* Text to read
::::

# Bathing without matting



## CaroleG (Aug 13, 2016)

I have a Hav with long cotton texture coat. I thoroughly brush/comb before bathing. I fill the tub with water, put him in the tub and shampoo. I then drain the tub, apply conditioner, wait, then spray water to rinse. I put him in a towel and then blow dry. He always gets terrible matts. What am I doing wrong?


----------



## PNWAlan (Oct 9, 2018)

I hope you get some replies from more experienced dog washers.

Skye is in full coat, I would call it silky as opposed to cottony, but maybe it's the same.

We don't immerse him in water. Put him in the tub and soak him down with gentle spray. Lather with earthbath Mango Tango 2-in-1 Conditioning Shampoo. Work the shampoo gently through his coat and let set for a couple of minutes to allow conditioner to absorb. Rinse throughly with the sprayer. Dry with towel and blow dry. Drying is a two person job. My wife runs the blower while I fluff up his coat with my fingers, a pin brush and/or comb.

I think immersion in a full tub may allow mats to form. Think of the hair floating up in the water. With working the lather through his wet coat we can be massaging any potential mats out at the same time. Skye might have few little mats following our drying routine but nothing that can't be very easily worked out with a little finger massaging and the steel comb.

::::

* What is asked
(A) Translate this sentence from the thread above on bathing a dog without matting into Spanish: "I think immersion in a full tub may allow mats to form."
(B) Write what comes next in the forum thread above on bathing a long-coated dog without matting, picking up after its final post.

::::

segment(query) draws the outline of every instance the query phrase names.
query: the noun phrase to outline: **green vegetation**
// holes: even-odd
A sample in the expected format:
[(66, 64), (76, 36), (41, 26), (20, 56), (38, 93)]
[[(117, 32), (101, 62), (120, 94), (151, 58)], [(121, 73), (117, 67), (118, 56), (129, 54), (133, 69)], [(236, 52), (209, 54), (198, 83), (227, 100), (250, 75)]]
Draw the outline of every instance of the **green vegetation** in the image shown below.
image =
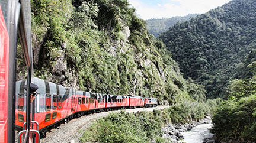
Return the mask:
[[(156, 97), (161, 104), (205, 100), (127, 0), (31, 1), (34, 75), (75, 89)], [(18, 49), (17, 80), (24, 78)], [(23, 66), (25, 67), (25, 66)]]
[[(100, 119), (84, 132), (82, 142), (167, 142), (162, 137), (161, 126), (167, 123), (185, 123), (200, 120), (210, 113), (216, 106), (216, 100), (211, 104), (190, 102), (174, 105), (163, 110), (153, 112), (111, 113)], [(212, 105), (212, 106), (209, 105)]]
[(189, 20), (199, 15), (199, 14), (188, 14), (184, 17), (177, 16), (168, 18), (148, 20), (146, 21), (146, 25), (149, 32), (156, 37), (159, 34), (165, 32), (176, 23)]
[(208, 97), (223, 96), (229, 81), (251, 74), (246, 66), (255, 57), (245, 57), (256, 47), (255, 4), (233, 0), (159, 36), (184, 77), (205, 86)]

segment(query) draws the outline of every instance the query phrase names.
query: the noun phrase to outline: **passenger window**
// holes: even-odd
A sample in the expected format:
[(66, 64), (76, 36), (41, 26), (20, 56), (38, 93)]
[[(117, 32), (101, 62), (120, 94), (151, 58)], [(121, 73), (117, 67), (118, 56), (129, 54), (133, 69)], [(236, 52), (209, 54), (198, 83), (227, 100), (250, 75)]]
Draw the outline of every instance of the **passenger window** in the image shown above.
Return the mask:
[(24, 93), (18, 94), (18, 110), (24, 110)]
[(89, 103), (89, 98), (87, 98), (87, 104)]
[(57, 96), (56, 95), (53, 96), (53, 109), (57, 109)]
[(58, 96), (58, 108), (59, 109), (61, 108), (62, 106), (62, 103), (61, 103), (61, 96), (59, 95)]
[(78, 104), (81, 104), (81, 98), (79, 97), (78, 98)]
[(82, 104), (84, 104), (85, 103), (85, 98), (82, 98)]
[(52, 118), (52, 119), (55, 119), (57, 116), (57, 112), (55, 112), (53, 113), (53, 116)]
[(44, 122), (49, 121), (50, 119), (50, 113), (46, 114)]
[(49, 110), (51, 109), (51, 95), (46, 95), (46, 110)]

::::

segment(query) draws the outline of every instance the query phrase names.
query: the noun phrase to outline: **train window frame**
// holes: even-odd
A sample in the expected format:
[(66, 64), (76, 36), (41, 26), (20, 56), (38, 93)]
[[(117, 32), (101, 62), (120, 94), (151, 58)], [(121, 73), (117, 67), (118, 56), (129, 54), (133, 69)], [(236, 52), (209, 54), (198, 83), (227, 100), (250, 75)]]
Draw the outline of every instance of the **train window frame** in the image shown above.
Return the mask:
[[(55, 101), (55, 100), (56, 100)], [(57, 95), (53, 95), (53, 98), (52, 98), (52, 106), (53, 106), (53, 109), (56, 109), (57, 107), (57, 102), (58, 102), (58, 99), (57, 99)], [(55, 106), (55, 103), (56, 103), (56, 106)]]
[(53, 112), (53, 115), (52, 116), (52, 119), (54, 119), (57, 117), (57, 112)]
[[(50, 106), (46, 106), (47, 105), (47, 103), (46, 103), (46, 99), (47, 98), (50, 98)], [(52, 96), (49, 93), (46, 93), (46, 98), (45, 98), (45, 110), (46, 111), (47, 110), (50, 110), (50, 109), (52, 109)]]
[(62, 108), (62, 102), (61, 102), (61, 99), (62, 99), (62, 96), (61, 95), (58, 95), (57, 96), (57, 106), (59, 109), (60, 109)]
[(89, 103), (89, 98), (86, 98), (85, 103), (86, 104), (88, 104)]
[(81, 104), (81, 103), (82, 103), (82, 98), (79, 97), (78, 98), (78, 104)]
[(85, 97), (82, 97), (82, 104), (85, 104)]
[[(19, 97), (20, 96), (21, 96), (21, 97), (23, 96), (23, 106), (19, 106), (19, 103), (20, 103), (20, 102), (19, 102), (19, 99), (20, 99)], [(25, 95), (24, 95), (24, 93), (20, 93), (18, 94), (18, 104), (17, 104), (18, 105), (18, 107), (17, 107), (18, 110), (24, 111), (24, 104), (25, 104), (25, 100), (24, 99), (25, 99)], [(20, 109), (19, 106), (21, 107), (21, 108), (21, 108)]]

::::

* Exercise responses
(A) Creo que sumergirlo en una bañera llena puede hacer que se formen nudos.

(B)
.


----------



## cishepard (Apr 8, 2018)

I (retired dog groomer) agree with PNWAlan, don’t fill the tub. Dilute your shampoo in a large squirt bottle with a lot of water. Wet the dog with a sprayer nozzle with the lay of the coat, then saturate with the diluted shampoo. Minimal “scrubbing”, just gently massage the shampoo through the coat. Rinse well, again with the lay of the coat and gently. Repeat with conditioner and/or a diluted vinegar and water rinse. A vinegar rinse will get out any soap residue which can contribute to matting.

Towel dry by patting and squeezing - no rubbing. If you want to try a leave in conditioner, put it on the dog now, while still damp.
When you blow dry, use a pin or slicker to brush while the dryer separates the hairs for you. Try to direct the dryer in a way that the hair gently blows in one direction, while you brush, then when that section is dry move to the next. Having the dryer on a stand is extremely helpful in this regard. For a dog that mats easily, I recommend thoroughly drying in this manner so you wind up with a dog that is perfectly “finished” when done - completely dematted and silky smooth. This is the best time to scissor for a a nice even look, as well.

Good luck!


----------



## Melissa Brill (Feb 22, 2017)

cishepard said:


> I (retired dog groomer) agree with PNWAlan, don't fill the tub. Dilute your shampoo in a large squirt bottle with a lot of water. Wet the dog with a sprayer nozzle with the lay of the coat, then saturate with the diluted shampoo. Minimal "scrubbing", just gently massage the shampoo through the coat. Rinse well, again with the lay of the coat and gently. Repeat with conditioner and/or a diluted vinegar and water rinse. A vinegar rinse will get out any soap residue which can contribute to matting.
> 
> Towel dry by patting and squeezing - no rubbing. If you want to try a leave in conditioner, put it on the dog now, while still damp.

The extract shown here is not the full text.